## START STORED RECORDS
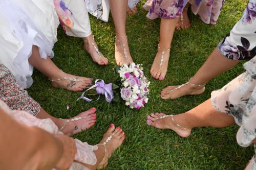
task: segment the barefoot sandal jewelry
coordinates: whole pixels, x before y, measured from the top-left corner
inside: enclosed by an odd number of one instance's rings
[[[190,78],[189,79],[189,80],[186,82],[186,83],[184,83],[184,84],[182,84],[182,85],[180,85],[179,86],[178,86],[178,87],[177,87],[176,88],[175,88],[175,89],[173,89],[173,90],[169,90],[168,91],[169,92],[172,92],[174,91],[175,91],[176,90],[178,90],[178,89],[179,89],[180,88],[181,88],[181,87],[183,87],[184,86],[189,84],[191,84],[193,86],[205,86],[205,84],[194,84],[194,83],[190,83],[189,82],[189,81],[190,81],[191,79],[192,79],[192,78]]]
[[[61,70],[61,71],[62,72],[62,74],[64,74],[64,72],[62,70]],[[70,86],[71,87],[72,87],[73,86],[74,86],[75,84],[75,82],[84,82],[84,81],[79,80],[78,78],[70,78],[63,77],[62,78],[60,78],[60,79],[56,79],[56,80],[52,80],[52,79],[51,79],[50,78],[48,78],[48,79],[50,81],[51,81],[52,82],[56,82],[56,81],[59,81],[59,80],[69,80],[69,81],[70,81],[70,83],[69,83],[69,84],[68,84],[68,85],[67,85],[67,87]]]
[[[104,142],[103,143],[98,143],[98,144],[96,144],[96,145],[102,145],[104,147],[104,148],[105,149],[105,154],[104,155],[104,157],[103,158],[103,159],[101,162],[102,162],[104,160],[105,160],[105,157],[106,157],[106,143],[108,142],[110,140],[111,140],[111,139],[113,137],[113,136],[114,136],[114,134],[115,134],[115,133],[113,133],[111,135],[110,135],[110,136],[109,136],[106,138],[106,141],[105,142]]]
[[[93,40],[94,40],[94,36],[93,35]],[[86,42],[87,42],[88,43],[89,43],[89,42],[85,39],[83,39],[83,40]],[[100,59],[102,59],[103,57],[102,56],[101,56],[101,55],[100,55],[100,51],[99,51],[99,48],[98,48],[97,46],[96,46],[95,44],[94,44],[94,42],[91,42],[91,44],[93,46],[93,47],[94,47],[94,49],[95,50],[95,52],[98,54],[98,55],[99,55],[99,58],[100,58]]]
[[[65,120],[65,119],[63,119],[61,118],[60,118],[59,119],[61,119],[61,120],[63,120],[63,121],[65,122],[65,123],[64,123],[64,124],[63,125],[63,126],[62,126],[62,127],[61,127],[59,130],[59,131],[61,132],[63,129],[64,129],[64,128],[66,126],[66,125],[70,122],[74,122],[74,121],[78,121],[78,120],[81,120],[82,118],[85,118],[87,117],[87,116],[84,116],[84,117],[76,117],[75,118],[71,118],[71,119],[67,119],[67,120]],[[76,126],[75,126],[75,130],[77,130],[77,129],[78,129],[78,127]],[[86,130],[86,129],[84,129],[84,130]]]
[[[158,44],[158,49],[162,51],[162,56],[161,57],[161,60],[160,60],[160,66],[159,68],[159,71],[161,70],[161,68],[162,67],[162,65],[163,65],[163,57],[164,54],[165,53],[165,52],[168,52],[170,51],[170,48],[167,49],[167,50],[162,50],[161,48],[161,47],[159,46],[159,44]]]
[[[124,57],[125,58],[125,60],[126,61],[126,64],[128,64],[128,60],[127,59],[127,52],[126,52],[126,50],[125,49],[125,44],[122,43],[122,42],[119,41],[116,37],[116,39],[118,42],[122,44],[122,46],[123,46],[123,54],[124,54]],[[126,39],[125,40],[125,42],[127,42],[127,36],[126,36]]]
[[[156,119],[162,119],[162,118],[164,118],[165,117],[169,117],[169,116],[170,116],[172,117],[172,120],[173,120],[173,122],[174,123],[174,124],[178,127],[179,128],[180,128],[181,129],[183,129],[184,130],[188,130],[187,128],[184,128],[183,127],[183,126],[179,125],[178,124],[177,124],[176,123],[176,122],[175,122],[175,120],[174,120],[174,115],[173,114],[171,114],[171,115],[165,115],[164,116],[160,116],[159,117],[157,117],[156,118]]]

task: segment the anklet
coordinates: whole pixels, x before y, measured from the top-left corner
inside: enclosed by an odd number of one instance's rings
[[[62,72],[62,74],[64,74],[64,72],[61,70]],[[63,77],[61,78],[59,78],[59,79],[56,79],[56,80],[52,80],[50,78],[48,78],[48,79],[51,81],[51,82],[56,82],[57,81],[59,81],[59,80],[69,80],[71,82],[84,82],[84,81],[82,81],[82,80],[79,80],[78,79],[78,78],[67,78],[67,77]]]
[[[170,48],[167,49],[167,50],[162,50],[160,47],[159,44],[158,44],[158,49],[160,49],[162,51],[162,56],[161,57],[161,60],[160,60],[160,68],[159,68],[159,71],[160,71],[161,70],[161,68],[162,67],[162,65],[163,65],[163,57],[164,57],[163,55],[165,53],[165,51],[170,51]]]
[[[175,120],[174,120],[174,115],[173,114],[171,114],[171,115],[165,115],[164,116],[161,116],[161,117],[158,117],[158,118],[156,118],[156,119],[162,119],[162,118],[164,118],[165,117],[168,117],[168,116],[170,116],[172,117],[172,120],[173,120],[173,122],[174,123],[174,124],[178,127],[179,128],[180,128],[181,129],[183,129],[184,130],[188,130],[188,129],[185,128],[185,127],[183,127],[183,126],[178,124],[176,122],[175,122]]]
[[[93,40],[94,40],[94,36],[93,35]],[[87,42],[88,43],[89,43],[89,42],[85,39],[83,39],[83,40],[86,42]],[[95,45],[94,44],[94,42],[91,42],[91,44],[93,46],[93,47],[94,47],[94,49],[95,50],[95,52],[98,54],[98,55],[99,55],[99,58],[100,58],[101,59],[102,58],[102,57],[100,55],[100,52],[99,51],[99,48],[97,48],[97,46],[95,46]]]
[[[126,50],[125,49],[125,44],[123,44],[120,41],[119,41],[117,38],[116,37],[116,40],[122,44],[122,46],[123,46],[123,53],[124,54],[124,57],[125,58],[125,60],[126,61],[126,64],[128,64],[128,60],[127,59],[127,52],[126,52]],[[126,36],[126,39],[125,40],[125,41],[127,42],[127,36]]]
[[[63,129],[64,129],[64,128],[65,127],[67,123],[68,123],[69,122],[74,122],[74,121],[78,121],[78,120],[81,120],[82,118],[84,118],[86,117],[87,117],[87,116],[78,117],[75,117],[75,118],[72,118],[70,119],[67,119],[67,120],[65,120],[65,119],[63,119],[60,118],[59,118],[60,119],[65,121],[65,123],[64,123],[64,125],[63,125],[62,127],[59,129],[59,131],[61,132],[63,130]],[[78,129],[78,128],[76,126],[75,126],[75,130],[77,130],[77,129]]]
[[[111,139],[112,138],[114,134],[115,134],[115,133],[113,133],[111,135],[110,135],[110,136],[109,136],[106,138],[106,141],[104,142],[103,142],[103,143],[98,143],[98,144],[96,144],[96,145],[102,145],[104,147],[104,148],[105,148],[105,155],[104,155],[104,157],[103,158],[102,160],[101,160],[101,161],[100,162],[102,162],[104,160],[105,160],[105,157],[106,157],[106,143],[108,142],[110,140],[111,140]]]
[[[184,84],[182,84],[182,85],[178,86],[177,87],[174,88],[174,89],[169,90],[169,92],[173,92],[173,91],[175,91],[176,90],[178,90],[178,89],[181,88],[181,87],[183,87],[184,86],[185,86],[185,85],[187,85],[188,84],[191,84],[191,85],[193,85],[196,86],[205,86],[205,84],[194,84],[194,83],[190,83],[190,82],[189,82],[189,81],[190,81],[191,79],[192,79],[192,78],[190,78],[189,80],[187,82],[186,82],[186,83],[185,83]]]

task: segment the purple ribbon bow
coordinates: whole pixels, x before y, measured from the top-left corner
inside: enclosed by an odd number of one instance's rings
[[[99,97],[96,100],[96,101],[99,99],[100,94],[103,94],[105,95],[105,99],[106,102],[109,103],[111,102],[112,99],[114,98],[114,93],[112,90],[112,84],[109,83],[105,84],[103,80],[99,79],[97,79],[95,81],[95,85],[83,92],[81,96],[77,99],[77,101],[80,99],[82,99],[88,102],[92,102],[93,100],[84,96],[84,94],[87,91],[95,87],[96,88],[97,94],[99,94]]]

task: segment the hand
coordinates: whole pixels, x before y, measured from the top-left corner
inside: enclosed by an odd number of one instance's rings
[[[65,135],[56,135],[55,137],[59,139],[63,145],[62,155],[56,168],[59,170],[68,170],[74,162],[77,152],[75,140]]]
## END STORED RECORDS
### TASK TO COMPLETE
Echo back, character for character, the listing lines that run from the one containing "task: segment the hand" through the final line of the listing.

### PROBLEM SOLUTION
task: segment the hand
coordinates: whole pixels, x before y, measured from the top-left corner
inside: enclosed by an odd number of one instance's rings
[[[65,135],[56,135],[55,137],[59,139],[63,145],[62,155],[56,168],[59,170],[68,170],[74,162],[77,152],[75,140]]]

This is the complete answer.